[DATA RECORDS — start]
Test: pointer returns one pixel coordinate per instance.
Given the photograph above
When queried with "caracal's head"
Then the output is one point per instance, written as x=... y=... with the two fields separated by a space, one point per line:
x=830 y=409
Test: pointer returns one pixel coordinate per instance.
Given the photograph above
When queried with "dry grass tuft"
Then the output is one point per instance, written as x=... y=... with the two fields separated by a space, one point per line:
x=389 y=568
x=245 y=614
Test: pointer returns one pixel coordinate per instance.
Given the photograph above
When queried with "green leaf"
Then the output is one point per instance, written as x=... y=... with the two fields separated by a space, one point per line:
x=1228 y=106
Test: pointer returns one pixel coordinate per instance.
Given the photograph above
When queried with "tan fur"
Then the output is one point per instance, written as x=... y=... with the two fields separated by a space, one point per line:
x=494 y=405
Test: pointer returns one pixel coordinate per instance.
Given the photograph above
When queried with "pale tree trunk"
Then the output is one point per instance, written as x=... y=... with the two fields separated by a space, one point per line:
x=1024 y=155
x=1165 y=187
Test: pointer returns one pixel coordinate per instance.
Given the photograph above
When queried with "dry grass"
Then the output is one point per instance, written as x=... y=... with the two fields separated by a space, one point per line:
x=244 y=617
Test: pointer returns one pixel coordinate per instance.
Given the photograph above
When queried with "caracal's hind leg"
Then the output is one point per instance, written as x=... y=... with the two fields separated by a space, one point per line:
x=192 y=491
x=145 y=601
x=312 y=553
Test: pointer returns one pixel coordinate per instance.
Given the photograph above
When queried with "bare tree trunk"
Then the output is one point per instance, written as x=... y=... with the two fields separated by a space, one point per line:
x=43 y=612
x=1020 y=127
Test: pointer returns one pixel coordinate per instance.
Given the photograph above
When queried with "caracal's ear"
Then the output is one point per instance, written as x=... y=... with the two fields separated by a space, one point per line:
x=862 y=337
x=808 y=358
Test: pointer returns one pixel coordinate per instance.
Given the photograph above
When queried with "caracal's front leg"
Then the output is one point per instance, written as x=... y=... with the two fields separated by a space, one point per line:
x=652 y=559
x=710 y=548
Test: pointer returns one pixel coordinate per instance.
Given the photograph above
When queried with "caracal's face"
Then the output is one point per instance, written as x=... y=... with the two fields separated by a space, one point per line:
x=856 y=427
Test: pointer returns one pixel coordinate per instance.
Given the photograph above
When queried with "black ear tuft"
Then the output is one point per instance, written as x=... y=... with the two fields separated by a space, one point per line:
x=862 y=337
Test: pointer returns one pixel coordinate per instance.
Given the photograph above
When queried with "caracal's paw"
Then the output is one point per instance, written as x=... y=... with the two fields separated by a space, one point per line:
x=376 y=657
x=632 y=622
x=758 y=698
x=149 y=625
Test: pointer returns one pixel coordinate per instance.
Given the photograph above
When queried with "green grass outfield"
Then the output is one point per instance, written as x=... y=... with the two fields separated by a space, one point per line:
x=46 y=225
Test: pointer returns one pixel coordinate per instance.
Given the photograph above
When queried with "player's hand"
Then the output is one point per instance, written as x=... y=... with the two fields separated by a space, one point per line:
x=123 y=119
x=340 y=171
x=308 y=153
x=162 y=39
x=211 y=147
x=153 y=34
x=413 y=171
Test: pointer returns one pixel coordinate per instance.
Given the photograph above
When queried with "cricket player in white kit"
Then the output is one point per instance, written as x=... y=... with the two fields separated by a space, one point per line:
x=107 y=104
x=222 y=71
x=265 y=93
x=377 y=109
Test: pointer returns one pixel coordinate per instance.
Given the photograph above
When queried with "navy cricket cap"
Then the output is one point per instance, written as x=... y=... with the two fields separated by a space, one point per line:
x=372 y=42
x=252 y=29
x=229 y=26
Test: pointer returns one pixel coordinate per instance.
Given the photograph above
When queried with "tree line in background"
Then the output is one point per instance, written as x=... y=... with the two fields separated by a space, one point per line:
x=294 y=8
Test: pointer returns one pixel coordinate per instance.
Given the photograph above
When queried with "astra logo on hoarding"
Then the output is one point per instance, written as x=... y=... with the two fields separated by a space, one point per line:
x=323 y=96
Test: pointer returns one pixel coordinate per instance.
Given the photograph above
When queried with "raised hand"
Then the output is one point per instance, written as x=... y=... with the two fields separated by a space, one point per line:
[DATA RECORDS — finish]
What is needed here is an exact copy of all the entries.

Test: pointer returns one pixel coordinate per instance.
Given the photograph above
When queried with "caracal's head"
Then the output is one point per instance, written as x=... y=... with the two fields separated by a space, one point per line:
x=830 y=409
Test: pointer returns one pixel coordinate per instance.
Given the photograph above
When queried with "dry grass tuft"
Then the output is one point per instance, written as x=... y=... with the two fields separated by a space, one point per line:
x=389 y=568
x=245 y=614
Test: pointer returns one pixel coordinate per instance.
Given the photograph above
When queried with "green leaf"
Then the output is one point per instance, written as x=... y=... with the two fields separated by a space, one point per line:
x=1228 y=106
Test: pointer returns one pixel coordinate per instance.
Given the photograph above
When queried with "tan fur"
Then the output is one point per instance, written as x=... y=... with the two fields separated by a space, one point per line:
x=494 y=405
Test: pointer returns one pixel coordinate per instance.
Given the photograph above
When queried with "pale tree trunk"
Then the output is one point per instance, written as x=... y=... with the two fields separated by a space, one point per line:
x=1024 y=155
x=1165 y=187
Test: pointer returns one pixel coordinate per instance.
Given the photograph above
When queried with "dry grass"
Then the output is one point per instance, written as x=... y=... with the two fields separated by a space, one point per line:
x=244 y=617
Test: pointer returns one pixel coordinate per instance.
Given the photograph above
When queried with "caracal's hind leg"
Then the output is one point per instance, written as x=... y=... with the two fields separated by a space, one point per line:
x=192 y=491
x=145 y=601
x=312 y=553
Test: pointer returns one pixel coordinate per instance.
Given the photograph above
When queried with "bare tree trunk"
Then the output is one point per instance, written as x=... y=... with the two fields separated by a space, one point per line:
x=43 y=612
x=1020 y=127
Test: pointer returns one pixel coordinate per instance.
Given the photograph above
When queried with "caracal's ear"
Then the output is one point per instance, written as x=... y=... with the two fields separated by a space, one point per line:
x=862 y=337
x=808 y=358
Test: pointer returns one pixel coordinate per instance.
Given the photograph above
When queried with "caracal's front leg"
Then the output is one point per instance, written as x=... y=... with the two fields separated by a space, one point per line:
x=652 y=559
x=710 y=548
Test: pointer returns one pixel coordinate per instance.
Given the photograph above
When queried with "caracal's face"
Then the output is one point per instance, written as x=... y=... with the two fields separated by a space, one point per line:
x=856 y=427
Test: pointer returns one pixel coordinate per instance.
Given the photograph above
When queried with "black ear tuft"
Then the output is one point per instance, written as x=... y=... with the two fields separated by a space, one point per line:
x=862 y=337
Test: pointer returns one pixel coordinate per instance.
Given the photograph above
When queried with "caracal's paw"
Then the output is one point per instance, written as x=... y=... with the two fields separated by a space, one point per line:
x=376 y=657
x=632 y=622
x=758 y=698
x=149 y=625
Test: pointer returns one pixel coordinate per instance.
Given the photograph above
When queried with "green grass outfield"
Then the output is one point per instance, written as x=... y=... with the two fields separated by a space, one point per line:
x=46 y=225
Test: pointer returns one pixel coordinate per instance.
Given the photograph above
When queried with "player's hand"
Then the output is one point per instance, written as x=... y=... with the two fields separated by a space, one point per line:
x=123 y=119
x=340 y=171
x=308 y=153
x=162 y=39
x=211 y=147
x=153 y=34
x=413 y=171
Test: pointer returns one pixel coordinate per instance.
Given the photograph above
When queried with "cricket player in white kit"
Then the output is one point per instance, written as x=... y=... with the two fields separated by a space, one point per line:
x=107 y=104
x=222 y=71
x=265 y=93
x=377 y=109
Test: pointer returns one pixel coordinate per instance.
Given the photograph above
When queried with "navy cricket cap"
Then the output is one point per instance, written as x=... y=... with the two fields separated by a space, one point per line:
x=372 y=42
x=252 y=29
x=229 y=26
Test: pointer returns one pixel coordinate per instance.
Given the photograph above
When queried with "tree line in background"
Then the output is one point per instance, written as x=... y=... with the two fields separated by a space, one point per line:
x=294 y=8
Test: pointer returns one pixel coordinate per instance.
Given the photograph above
When queried with "astra logo on hoarding"
Then the output is one point per instance, written as x=... y=... with the two fields separated by a space, one point per line:
x=323 y=96
Test: pointer returns one pixel coordinate per instance.
Given the photograph above
When queried with "raised hand"
Then the output is one point per instance, written as x=... y=... with the two fields separated by a space, one point per line:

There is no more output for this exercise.